> _Provided data_
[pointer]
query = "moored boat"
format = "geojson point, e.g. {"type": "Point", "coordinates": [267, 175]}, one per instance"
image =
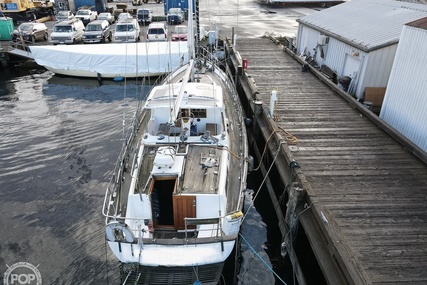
{"type": "Point", "coordinates": [112, 60]}
{"type": "Point", "coordinates": [173, 209]}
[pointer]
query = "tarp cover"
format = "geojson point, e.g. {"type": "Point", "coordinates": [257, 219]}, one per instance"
{"type": "Point", "coordinates": [111, 60]}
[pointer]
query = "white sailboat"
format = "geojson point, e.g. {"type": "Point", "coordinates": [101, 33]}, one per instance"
{"type": "Point", "coordinates": [173, 210]}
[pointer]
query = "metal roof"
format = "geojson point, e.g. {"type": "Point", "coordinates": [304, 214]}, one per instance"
{"type": "Point", "coordinates": [367, 24]}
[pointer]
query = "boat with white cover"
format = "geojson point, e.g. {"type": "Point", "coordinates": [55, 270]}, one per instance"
{"type": "Point", "coordinates": [173, 208]}
{"type": "Point", "coordinates": [112, 60]}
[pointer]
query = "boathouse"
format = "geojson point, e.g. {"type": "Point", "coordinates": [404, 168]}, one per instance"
{"type": "Point", "coordinates": [357, 39]}
{"type": "Point", "coordinates": [405, 100]}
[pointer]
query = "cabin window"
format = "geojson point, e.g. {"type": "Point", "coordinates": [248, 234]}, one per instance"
{"type": "Point", "coordinates": [199, 113]}
{"type": "Point", "coordinates": [161, 201]}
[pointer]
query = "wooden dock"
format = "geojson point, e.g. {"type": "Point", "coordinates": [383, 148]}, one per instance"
{"type": "Point", "coordinates": [364, 202]}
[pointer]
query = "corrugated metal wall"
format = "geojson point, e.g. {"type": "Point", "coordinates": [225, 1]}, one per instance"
{"type": "Point", "coordinates": [373, 69]}
{"type": "Point", "coordinates": [405, 102]}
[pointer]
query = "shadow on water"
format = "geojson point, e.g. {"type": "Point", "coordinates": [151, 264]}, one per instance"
{"type": "Point", "coordinates": [261, 260]}
{"type": "Point", "coordinates": [59, 141]}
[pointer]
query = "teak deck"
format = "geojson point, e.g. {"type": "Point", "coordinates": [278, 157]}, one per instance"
{"type": "Point", "coordinates": [372, 192]}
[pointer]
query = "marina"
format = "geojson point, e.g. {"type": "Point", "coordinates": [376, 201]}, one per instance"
{"type": "Point", "coordinates": [347, 190]}
{"type": "Point", "coordinates": [352, 192]}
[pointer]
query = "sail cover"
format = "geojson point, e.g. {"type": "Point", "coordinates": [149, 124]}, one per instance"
{"type": "Point", "coordinates": [111, 60]}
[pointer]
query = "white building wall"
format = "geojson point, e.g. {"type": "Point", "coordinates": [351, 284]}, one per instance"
{"type": "Point", "coordinates": [366, 69]}
{"type": "Point", "coordinates": [405, 102]}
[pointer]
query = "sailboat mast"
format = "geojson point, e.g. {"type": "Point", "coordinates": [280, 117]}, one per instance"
{"type": "Point", "coordinates": [191, 44]}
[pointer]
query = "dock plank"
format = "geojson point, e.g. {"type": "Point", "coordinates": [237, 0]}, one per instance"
{"type": "Point", "coordinates": [372, 191]}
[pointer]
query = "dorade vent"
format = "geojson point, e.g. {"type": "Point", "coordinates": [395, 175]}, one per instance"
{"type": "Point", "coordinates": [165, 157]}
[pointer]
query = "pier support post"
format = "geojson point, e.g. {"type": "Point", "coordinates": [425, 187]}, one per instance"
{"type": "Point", "coordinates": [296, 196]}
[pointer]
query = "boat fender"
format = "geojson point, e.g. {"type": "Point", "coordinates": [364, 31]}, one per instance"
{"type": "Point", "coordinates": [116, 231]}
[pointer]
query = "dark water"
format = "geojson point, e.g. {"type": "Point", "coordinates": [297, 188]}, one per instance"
{"type": "Point", "coordinates": [59, 141]}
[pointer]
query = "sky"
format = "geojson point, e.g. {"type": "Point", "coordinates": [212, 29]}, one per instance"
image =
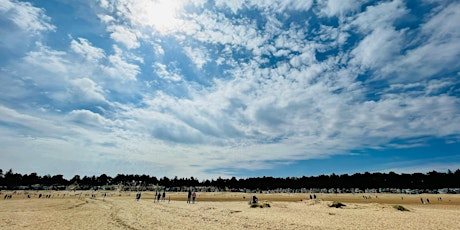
{"type": "Point", "coordinates": [217, 88]}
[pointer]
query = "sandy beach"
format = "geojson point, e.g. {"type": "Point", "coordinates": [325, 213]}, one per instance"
{"type": "Point", "coordinates": [79, 210]}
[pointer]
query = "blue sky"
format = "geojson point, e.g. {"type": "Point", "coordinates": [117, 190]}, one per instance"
{"type": "Point", "coordinates": [229, 88]}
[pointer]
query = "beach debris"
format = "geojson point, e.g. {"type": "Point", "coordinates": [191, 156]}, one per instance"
{"type": "Point", "coordinates": [336, 205]}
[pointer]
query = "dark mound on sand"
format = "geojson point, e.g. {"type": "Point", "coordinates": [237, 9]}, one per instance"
{"type": "Point", "coordinates": [336, 205]}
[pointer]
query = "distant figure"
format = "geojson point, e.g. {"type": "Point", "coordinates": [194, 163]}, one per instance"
{"type": "Point", "coordinates": [255, 200]}
{"type": "Point", "coordinates": [193, 196]}
{"type": "Point", "coordinates": [189, 196]}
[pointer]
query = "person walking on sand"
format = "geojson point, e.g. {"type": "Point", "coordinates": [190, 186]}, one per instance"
{"type": "Point", "coordinates": [193, 196]}
{"type": "Point", "coordinates": [189, 196]}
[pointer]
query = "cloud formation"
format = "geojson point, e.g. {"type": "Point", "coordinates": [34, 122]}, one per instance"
{"type": "Point", "coordinates": [209, 88]}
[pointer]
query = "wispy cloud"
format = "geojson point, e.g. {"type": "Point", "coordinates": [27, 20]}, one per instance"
{"type": "Point", "coordinates": [230, 85]}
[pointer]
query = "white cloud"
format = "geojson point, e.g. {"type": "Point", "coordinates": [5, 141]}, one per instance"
{"type": "Point", "coordinates": [339, 7]}
{"type": "Point", "coordinates": [127, 37]}
{"type": "Point", "coordinates": [26, 16]}
{"type": "Point", "coordinates": [197, 55]}
{"type": "Point", "coordinates": [85, 48]}
{"type": "Point", "coordinates": [88, 89]}
{"type": "Point", "coordinates": [119, 68]}
{"type": "Point", "coordinates": [162, 71]}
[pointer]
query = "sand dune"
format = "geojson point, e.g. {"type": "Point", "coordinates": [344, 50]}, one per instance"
{"type": "Point", "coordinates": [70, 210]}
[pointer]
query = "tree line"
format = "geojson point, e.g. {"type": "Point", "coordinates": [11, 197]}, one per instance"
{"type": "Point", "coordinates": [430, 180]}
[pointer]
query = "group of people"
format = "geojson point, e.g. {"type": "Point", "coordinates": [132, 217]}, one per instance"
{"type": "Point", "coordinates": [191, 197]}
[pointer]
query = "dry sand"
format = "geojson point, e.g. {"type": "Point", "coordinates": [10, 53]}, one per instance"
{"type": "Point", "coordinates": [69, 210]}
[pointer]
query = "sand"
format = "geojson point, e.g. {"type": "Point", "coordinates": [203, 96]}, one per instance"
{"type": "Point", "coordinates": [70, 210]}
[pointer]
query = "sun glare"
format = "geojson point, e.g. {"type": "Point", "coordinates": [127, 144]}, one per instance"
{"type": "Point", "coordinates": [163, 15]}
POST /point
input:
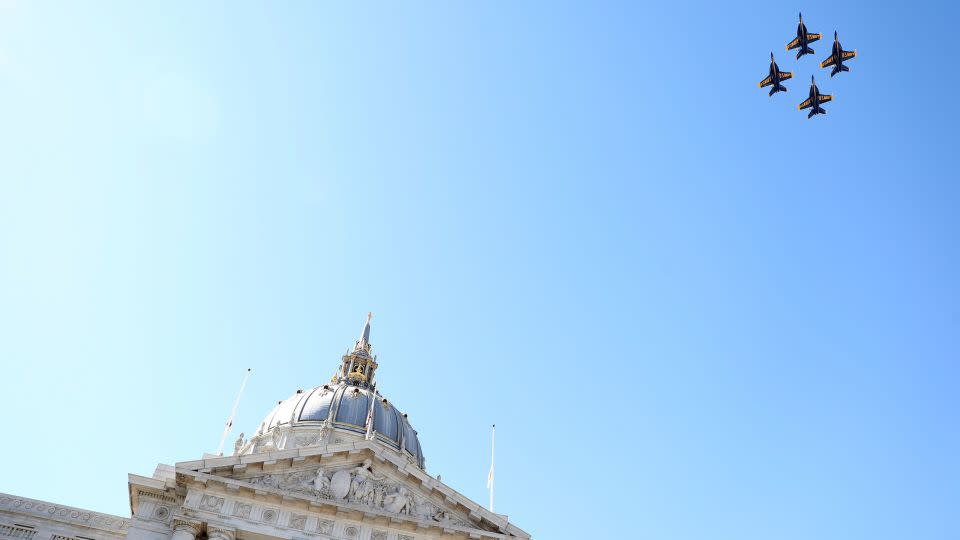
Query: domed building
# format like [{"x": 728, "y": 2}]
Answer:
[
  {"x": 338, "y": 461},
  {"x": 338, "y": 412}
]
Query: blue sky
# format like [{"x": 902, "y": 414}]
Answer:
[{"x": 689, "y": 310}]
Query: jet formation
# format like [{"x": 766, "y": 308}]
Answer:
[{"x": 802, "y": 42}]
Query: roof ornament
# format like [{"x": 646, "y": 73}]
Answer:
[
  {"x": 358, "y": 366},
  {"x": 363, "y": 344}
]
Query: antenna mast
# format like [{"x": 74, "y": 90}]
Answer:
[{"x": 236, "y": 403}]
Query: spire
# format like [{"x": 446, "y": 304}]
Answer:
[
  {"x": 358, "y": 367},
  {"x": 363, "y": 344}
]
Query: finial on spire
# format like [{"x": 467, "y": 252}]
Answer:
[
  {"x": 358, "y": 366},
  {"x": 363, "y": 344}
]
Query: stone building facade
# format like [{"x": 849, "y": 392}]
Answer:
[{"x": 336, "y": 462}]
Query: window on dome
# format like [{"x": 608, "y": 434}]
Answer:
[
  {"x": 385, "y": 421},
  {"x": 317, "y": 406},
  {"x": 353, "y": 408}
]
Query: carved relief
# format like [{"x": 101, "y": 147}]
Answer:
[
  {"x": 325, "y": 526},
  {"x": 65, "y": 512},
  {"x": 297, "y": 521},
  {"x": 308, "y": 440},
  {"x": 161, "y": 513},
  {"x": 211, "y": 503},
  {"x": 215, "y": 532},
  {"x": 360, "y": 485},
  {"x": 242, "y": 510}
]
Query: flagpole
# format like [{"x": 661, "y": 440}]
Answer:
[
  {"x": 493, "y": 432},
  {"x": 233, "y": 412}
]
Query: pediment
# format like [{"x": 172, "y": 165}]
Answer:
[{"x": 364, "y": 481}]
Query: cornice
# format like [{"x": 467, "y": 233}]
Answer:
[{"x": 59, "y": 512}]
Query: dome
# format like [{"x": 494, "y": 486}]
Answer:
[{"x": 337, "y": 412}]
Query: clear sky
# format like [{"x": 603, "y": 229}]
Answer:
[{"x": 691, "y": 312}]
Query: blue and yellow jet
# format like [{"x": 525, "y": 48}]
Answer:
[
  {"x": 815, "y": 99},
  {"x": 775, "y": 78},
  {"x": 837, "y": 56},
  {"x": 803, "y": 39}
]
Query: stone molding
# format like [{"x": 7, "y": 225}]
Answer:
[
  {"x": 17, "y": 531},
  {"x": 63, "y": 513},
  {"x": 191, "y": 526},
  {"x": 220, "y": 532}
]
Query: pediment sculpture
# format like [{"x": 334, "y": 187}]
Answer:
[{"x": 362, "y": 486}]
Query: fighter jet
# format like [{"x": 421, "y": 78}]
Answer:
[
  {"x": 803, "y": 39},
  {"x": 837, "y": 57},
  {"x": 775, "y": 78},
  {"x": 815, "y": 99}
]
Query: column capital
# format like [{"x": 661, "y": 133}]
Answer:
[{"x": 220, "y": 532}]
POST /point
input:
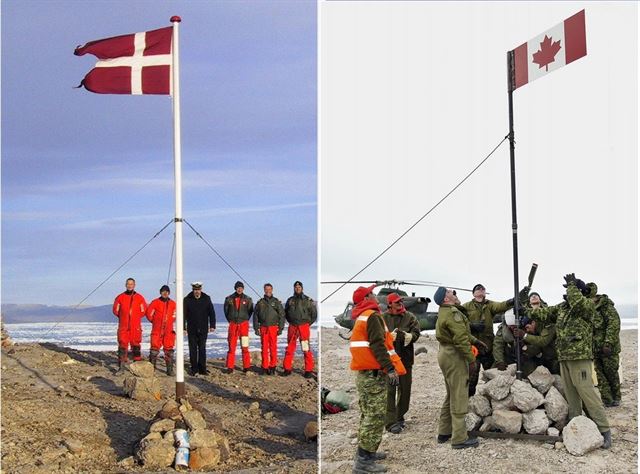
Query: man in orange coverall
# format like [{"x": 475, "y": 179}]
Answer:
[
  {"x": 162, "y": 314},
  {"x": 129, "y": 307}
]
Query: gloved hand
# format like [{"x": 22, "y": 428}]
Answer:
[
  {"x": 569, "y": 278},
  {"x": 477, "y": 326},
  {"x": 484, "y": 348},
  {"x": 472, "y": 367},
  {"x": 394, "y": 378}
]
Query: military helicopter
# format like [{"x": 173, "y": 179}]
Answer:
[{"x": 416, "y": 304}]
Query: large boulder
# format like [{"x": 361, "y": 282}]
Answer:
[
  {"x": 559, "y": 384},
  {"x": 480, "y": 405},
  {"x": 472, "y": 421},
  {"x": 541, "y": 379},
  {"x": 156, "y": 453},
  {"x": 581, "y": 436},
  {"x": 142, "y": 389},
  {"x": 498, "y": 388},
  {"x": 535, "y": 422},
  {"x": 525, "y": 397},
  {"x": 170, "y": 410},
  {"x": 507, "y": 421},
  {"x": 202, "y": 438},
  {"x": 162, "y": 426},
  {"x": 556, "y": 406},
  {"x": 491, "y": 374},
  {"x": 194, "y": 420},
  {"x": 504, "y": 404},
  {"x": 142, "y": 368},
  {"x": 203, "y": 458}
]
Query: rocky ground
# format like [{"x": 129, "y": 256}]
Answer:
[
  {"x": 415, "y": 450},
  {"x": 63, "y": 411}
]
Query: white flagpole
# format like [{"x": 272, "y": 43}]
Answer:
[{"x": 180, "y": 389}]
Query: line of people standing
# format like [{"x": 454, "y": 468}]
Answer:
[{"x": 269, "y": 316}]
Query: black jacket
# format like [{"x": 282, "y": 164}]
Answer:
[{"x": 199, "y": 314}]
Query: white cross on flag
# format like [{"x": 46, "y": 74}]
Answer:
[
  {"x": 138, "y": 63},
  {"x": 556, "y": 47}
]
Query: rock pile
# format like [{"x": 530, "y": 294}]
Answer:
[
  {"x": 142, "y": 383},
  {"x": 179, "y": 429},
  {"x": 534, "y": 406}
]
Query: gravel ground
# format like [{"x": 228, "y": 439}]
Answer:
[
  {"x": 415, "y": 450},
  {"x": 54, "y": 396}
]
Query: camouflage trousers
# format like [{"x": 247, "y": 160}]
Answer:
[
  {"x": 372, "y": 391},
  {"x": 608, "y": 378},
  {"x": 579, "y": 388}
]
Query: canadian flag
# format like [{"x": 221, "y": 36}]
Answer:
[
  {"x": 138, "y": 63},
  {"x": 556, "y": 47}
]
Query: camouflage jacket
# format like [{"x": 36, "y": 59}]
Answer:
[
  {"x": 452, "y": 327},
  {"x": 574, "y": 327},
  {"x": 608, "y": 332},
  {"x": 408, "y": 323},
  {"x": 484, "y": 312}
]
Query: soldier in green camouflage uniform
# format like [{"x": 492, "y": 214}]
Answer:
[
  {"x": 456, "y": 362},
  {"x": 574, "y": 343},
  {"x": 606, "y": 346},
  {"x": 539, "y": 334}
]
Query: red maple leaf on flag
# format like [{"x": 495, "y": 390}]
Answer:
[{"x": 547, "y": 52}]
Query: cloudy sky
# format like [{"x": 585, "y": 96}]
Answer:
[
  {"x": 413, "y": 96},
  {"x": 88, "y": 178}
]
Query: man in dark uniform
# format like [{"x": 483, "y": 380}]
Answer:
[
  {"x": 457, "y": 362},
  {"x": 480, "y": 312},
  {"x": 199, "y": 321},
  {"x": 574, "y": 343},
  {"x": 607, "y": 347},
  {"x": 268, "y": 322},
  {"x": 300, "y": 312},
  {"x": 405, "y": 330}
]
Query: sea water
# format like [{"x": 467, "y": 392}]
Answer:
[{"x": 102, "y": 337}]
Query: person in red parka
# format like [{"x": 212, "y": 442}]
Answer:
[
  {"x": 129, "y": 307},
  {"x": 162, "y": 314}
]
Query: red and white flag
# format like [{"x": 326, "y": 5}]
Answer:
[
  {"x": 139, "y": 63},
  {"x": 556, "y": 47}
]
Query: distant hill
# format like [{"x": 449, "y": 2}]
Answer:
[{"x": 40, "y": 313}]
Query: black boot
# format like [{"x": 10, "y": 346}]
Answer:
[
  {"x": 153, "y": 358},
  {"x": 168, "y": 359},
  {"x": 365, "y": 463}
]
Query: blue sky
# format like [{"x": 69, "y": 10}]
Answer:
[{"x": 88, "y": 178}]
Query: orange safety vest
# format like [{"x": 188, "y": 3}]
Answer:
[{"x": 362, "y": 357}]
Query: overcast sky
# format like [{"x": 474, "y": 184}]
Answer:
[
  {"x": 413, "y": 96},
  {"x": 88, "y": 178}
]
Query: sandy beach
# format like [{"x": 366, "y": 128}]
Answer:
[
  {"x": 52, "y": 395},
  {"x": 415, "y": 450}
]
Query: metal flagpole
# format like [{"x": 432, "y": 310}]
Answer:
[
  {"x": 180, "y": 389},
  {"x": 514, "y": 216}
]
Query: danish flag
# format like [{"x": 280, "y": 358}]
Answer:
[{"x": 138, "y": 63}]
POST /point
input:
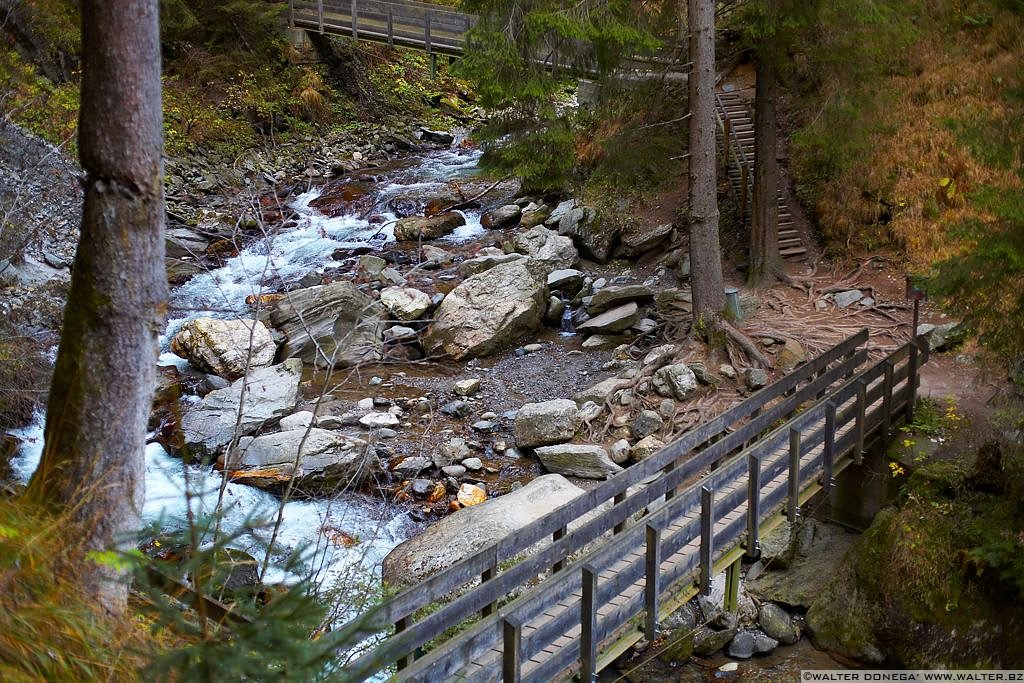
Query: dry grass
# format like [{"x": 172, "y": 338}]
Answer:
[
  {"x": 49, "y": 630},
  {"x": 915, "y": 181}
]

> _Direction_
Rescale every line from the one holding "Query: danish flag" through the end of the records, inclusive, and reproduce them all, including each request. Multiply only the point coordinates in the answers by 0.25 and round them to whole numbers with halves going up, leave the requests and their format samples unchanged, and omit the pictures.

> _Reply to the task_
Query: danish flag
# format like [{"x": 280, "y": 358}]
Answer:
[{"x": 35, "y": 16}]
POST /point
input:
Query: dry grass
# format like [{"x": 172, "y": 338}]
Answer:
[
  {"x": 12, "y": 158},
  {"x": 229, "y": 45}
]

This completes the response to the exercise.